**EXERCISE DETAILS**
The records are to be copied word for word, and the pictures dropped.

##### EXTRACTED MATERIAL

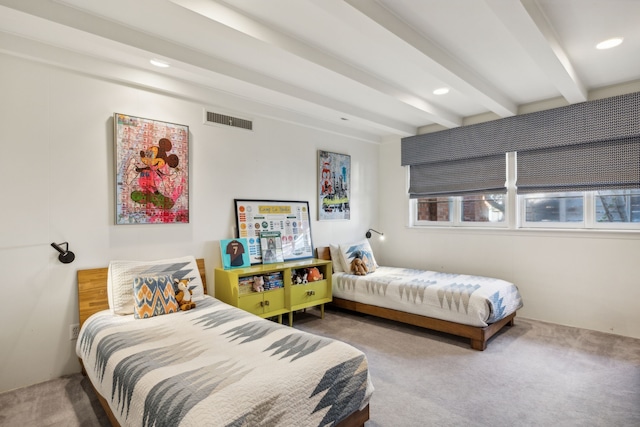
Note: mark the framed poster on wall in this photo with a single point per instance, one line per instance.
(290, 218)
(152, 171)
(334, 186)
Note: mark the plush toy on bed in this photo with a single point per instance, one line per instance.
(183, 297)
(258, 283)
(358, 266)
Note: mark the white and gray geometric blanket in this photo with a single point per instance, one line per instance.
(469, 300)
(217, 365)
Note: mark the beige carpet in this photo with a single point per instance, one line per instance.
(533, 374)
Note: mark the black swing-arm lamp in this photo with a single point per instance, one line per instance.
(375, 231)
(66, 256)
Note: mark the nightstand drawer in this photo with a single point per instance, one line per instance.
(263, 302)
(309, 292)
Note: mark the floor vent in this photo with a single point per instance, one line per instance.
(223, 119)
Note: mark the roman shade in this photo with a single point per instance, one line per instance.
(584, 146)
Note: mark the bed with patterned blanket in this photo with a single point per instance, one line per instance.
(474, 307)
(216, 365)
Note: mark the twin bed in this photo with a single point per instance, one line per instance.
(213, 365)
(154, 365)
(473, 307)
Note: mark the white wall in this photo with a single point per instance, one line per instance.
(583, 279)
(57, 171)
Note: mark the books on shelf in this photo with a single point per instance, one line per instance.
(271, 247)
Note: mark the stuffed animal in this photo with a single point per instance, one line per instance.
(296, 277)
(359, 267)
(313, 274)
(258, 283)
(183, 297)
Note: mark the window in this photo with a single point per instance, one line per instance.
(433, 210)
(552, 209)
(603, 209)
(483, 208)
(618, 206)
(461, 210)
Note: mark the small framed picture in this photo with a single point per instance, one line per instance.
(235, 253)
(334, 186)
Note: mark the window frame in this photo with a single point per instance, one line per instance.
(515, 212)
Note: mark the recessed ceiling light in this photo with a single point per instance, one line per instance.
(159, 63)
(608, 44)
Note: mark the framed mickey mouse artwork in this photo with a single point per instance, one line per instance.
(152, 171)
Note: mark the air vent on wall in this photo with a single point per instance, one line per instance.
(223, 119)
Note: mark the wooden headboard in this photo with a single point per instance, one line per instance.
(92, 290)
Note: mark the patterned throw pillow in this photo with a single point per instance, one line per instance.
(121, 275)
(153, 296)
(361, 248)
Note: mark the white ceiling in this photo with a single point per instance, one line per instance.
(364, 68)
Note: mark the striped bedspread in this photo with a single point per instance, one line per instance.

##########

**RESPONSE**
Note: mark the framed poster on wall in this photo with a single point per instance, one line per instance.
(290, 218)
(152, 171)
(334, 186)
Note: mark the plush toy on bed in this photo with a single point per instance, one line per instance.
(183, 297)
(258, 283)
(358, 266)
Note: mark the white and gray geometric blanket in this photo with a single point per instance, one line per instance.
(469, 300)
(217, 365)
Note: mark the beige carpet in this photo with a single point per instance, one line per instance.
(533, 374)
Note: mark the black swing-arm lamp in this photo with a single point per instance, one line per instance.
(375, 231)
(66, 256)
Note: mark the nightstand drawer in this photo with a single point per instance, one line per instance.
(263, 302)
(309, 292)
Note: mark the floor vent in this photo with a single point per instance, one line per instance.
(223, 119)
Note: mark the roman shade in this photo with a single point per instance, one line per instance.
(584, 146)
Note: mark the bed with patterned blanket in this photo with a single point per instance, one line per instance.
(474, 307)
(216, 365)
Note: mark the twin bed in this photo with a single point per instance, one line per instance.
(213, 365)
(154, 365)
(473, 307)
Note: mark the white wall in this photo with a single point per instance, one line per instance.
(583, 279)
(57, 171)
Note: mark the books on shelf in this photo with a single point per instance, one line per instance.
(271, 247)
Note: mark the stuffed animal in this photo with a single point per instance, one line per instance.
(296, 277)
(359, 267)
(313, 274)
(258, 283)
(183, 297)
Note: mark the window in this photo with a single point per instance, one line per instance.
(433, 210)
(552, 209)
(603, 209)
(483, 208)
(618, 206)
(461, 210)
Note: mark the small framed picture in this photo with a single point per instance, one line per instance.
(235, 253)
(334, 186)
Note: mark the window frame in this photo with a single point per instance, one line per instance.
(515, 212)
Note: mark the recessed ceiling light in this photo with a single point per instance, one line per instance.
(159, 63)
(608, 44)
Note: mark the framed mickey mouse artwork in this photo with a single point per instance, one line per instance.
(152, 171)
Note: mark the air vent on wall in this photo with a single point per instance, one line per instance.
(223, 119)
Note: mark the wooden headboard in this photo with a single point per instance, one line per instance.
(92, 290)
Note: mark the patterned throw pillow in this photo with a single point per instance, one line per instance.
(121, 275)
(153, 296)
(361, 248)
Note: mark the white ceiling in this photo with a single point per instance, one line per instance.
(364, 68)
Note: mark the striped bedspread in this photo with a single point per instance, one line per instance.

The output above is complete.